══ DATA SHOWN
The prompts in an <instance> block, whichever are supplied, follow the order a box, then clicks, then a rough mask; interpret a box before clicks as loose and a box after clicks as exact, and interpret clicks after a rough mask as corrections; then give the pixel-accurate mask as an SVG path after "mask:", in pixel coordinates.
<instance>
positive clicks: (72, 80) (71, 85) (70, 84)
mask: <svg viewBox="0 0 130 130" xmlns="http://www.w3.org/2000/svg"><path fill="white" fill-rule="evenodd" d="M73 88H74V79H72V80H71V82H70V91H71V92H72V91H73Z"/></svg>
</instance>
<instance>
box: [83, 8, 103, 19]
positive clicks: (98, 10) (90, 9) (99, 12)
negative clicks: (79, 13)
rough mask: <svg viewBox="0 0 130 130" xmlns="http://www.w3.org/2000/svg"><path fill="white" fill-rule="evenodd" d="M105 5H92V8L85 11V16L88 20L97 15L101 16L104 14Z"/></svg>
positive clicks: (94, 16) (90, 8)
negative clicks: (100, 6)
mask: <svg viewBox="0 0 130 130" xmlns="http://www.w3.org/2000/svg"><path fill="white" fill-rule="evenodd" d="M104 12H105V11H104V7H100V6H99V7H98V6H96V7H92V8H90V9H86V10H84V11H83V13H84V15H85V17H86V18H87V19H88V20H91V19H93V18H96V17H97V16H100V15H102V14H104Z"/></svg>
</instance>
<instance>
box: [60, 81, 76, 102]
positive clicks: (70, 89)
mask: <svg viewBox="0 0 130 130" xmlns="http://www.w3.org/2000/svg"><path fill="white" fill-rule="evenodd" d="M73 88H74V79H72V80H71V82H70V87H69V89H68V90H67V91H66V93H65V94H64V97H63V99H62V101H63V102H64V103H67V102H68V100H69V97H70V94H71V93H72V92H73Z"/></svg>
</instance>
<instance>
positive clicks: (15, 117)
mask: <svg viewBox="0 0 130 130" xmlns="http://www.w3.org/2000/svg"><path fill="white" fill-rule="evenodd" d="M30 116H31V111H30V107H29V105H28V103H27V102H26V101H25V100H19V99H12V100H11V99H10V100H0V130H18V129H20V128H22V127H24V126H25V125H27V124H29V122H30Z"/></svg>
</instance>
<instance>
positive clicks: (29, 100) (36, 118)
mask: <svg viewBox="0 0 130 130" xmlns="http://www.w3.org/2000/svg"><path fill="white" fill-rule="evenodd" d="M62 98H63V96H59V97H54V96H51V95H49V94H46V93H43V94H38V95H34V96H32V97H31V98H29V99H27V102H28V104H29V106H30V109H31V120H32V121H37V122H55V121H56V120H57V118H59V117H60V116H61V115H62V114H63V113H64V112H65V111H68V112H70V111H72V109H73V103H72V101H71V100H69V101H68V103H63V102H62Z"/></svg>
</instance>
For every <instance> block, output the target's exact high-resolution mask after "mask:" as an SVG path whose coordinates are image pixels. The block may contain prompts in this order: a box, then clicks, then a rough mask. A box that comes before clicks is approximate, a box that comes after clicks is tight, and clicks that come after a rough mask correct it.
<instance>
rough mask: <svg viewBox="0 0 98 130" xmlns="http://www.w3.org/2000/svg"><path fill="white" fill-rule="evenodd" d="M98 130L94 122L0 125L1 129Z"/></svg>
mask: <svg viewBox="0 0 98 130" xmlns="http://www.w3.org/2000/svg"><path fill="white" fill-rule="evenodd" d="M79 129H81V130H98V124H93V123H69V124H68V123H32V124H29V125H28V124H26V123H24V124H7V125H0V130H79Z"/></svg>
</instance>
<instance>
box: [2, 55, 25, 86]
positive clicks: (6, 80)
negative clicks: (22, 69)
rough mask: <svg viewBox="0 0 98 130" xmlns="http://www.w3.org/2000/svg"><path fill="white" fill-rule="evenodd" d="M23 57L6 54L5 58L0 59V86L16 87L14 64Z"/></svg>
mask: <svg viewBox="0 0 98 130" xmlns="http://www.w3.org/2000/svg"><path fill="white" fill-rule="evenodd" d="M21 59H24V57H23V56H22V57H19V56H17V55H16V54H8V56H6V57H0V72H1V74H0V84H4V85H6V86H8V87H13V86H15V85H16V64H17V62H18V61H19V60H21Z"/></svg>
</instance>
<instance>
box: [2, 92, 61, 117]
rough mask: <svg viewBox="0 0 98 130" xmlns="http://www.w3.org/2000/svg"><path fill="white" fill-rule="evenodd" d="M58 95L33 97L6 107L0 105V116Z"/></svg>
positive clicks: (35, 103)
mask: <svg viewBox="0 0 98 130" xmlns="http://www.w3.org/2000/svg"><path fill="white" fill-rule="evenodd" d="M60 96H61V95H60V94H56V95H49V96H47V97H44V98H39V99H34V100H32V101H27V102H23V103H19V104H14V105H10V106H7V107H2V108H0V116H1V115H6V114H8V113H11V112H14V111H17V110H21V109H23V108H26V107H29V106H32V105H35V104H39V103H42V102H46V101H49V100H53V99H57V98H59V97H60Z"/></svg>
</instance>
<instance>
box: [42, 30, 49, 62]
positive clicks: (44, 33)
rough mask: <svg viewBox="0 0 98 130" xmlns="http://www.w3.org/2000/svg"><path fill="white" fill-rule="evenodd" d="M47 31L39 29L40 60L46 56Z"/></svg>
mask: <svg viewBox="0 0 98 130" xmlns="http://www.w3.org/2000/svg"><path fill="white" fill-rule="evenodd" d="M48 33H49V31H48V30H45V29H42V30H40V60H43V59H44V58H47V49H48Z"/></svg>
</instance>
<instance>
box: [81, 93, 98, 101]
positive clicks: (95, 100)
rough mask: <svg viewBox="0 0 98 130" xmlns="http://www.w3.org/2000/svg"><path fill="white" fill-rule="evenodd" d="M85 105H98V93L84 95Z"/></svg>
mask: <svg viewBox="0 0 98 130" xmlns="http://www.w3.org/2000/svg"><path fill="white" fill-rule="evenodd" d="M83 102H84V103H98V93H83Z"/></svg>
════
-- YOUR TASK --
Search the entries above for "exact". Show every line that has it.

-- RESPONSE AREA --
The prompts in an <instance> block, whichever are supplied, follow the order a box, then clicks, then a rough mask; interpret a box before clicks as loose and a box after clicks as exact, and interpret clicks after a rough mask as corrections; then give the pixel-accurate mask as an SVG path after "mask:", in pixel coordinates.
For every <instance> block, output the target's exact high-resolution mask after "mask:" as an SVG path whose coordinates are image pixels. The block may contain prompts in this order: a box, then clicks, then a rough mask. A box that comes before clicks is approximate, a box that comes after clicks is tight, and clicks that come after a rough mask correct it.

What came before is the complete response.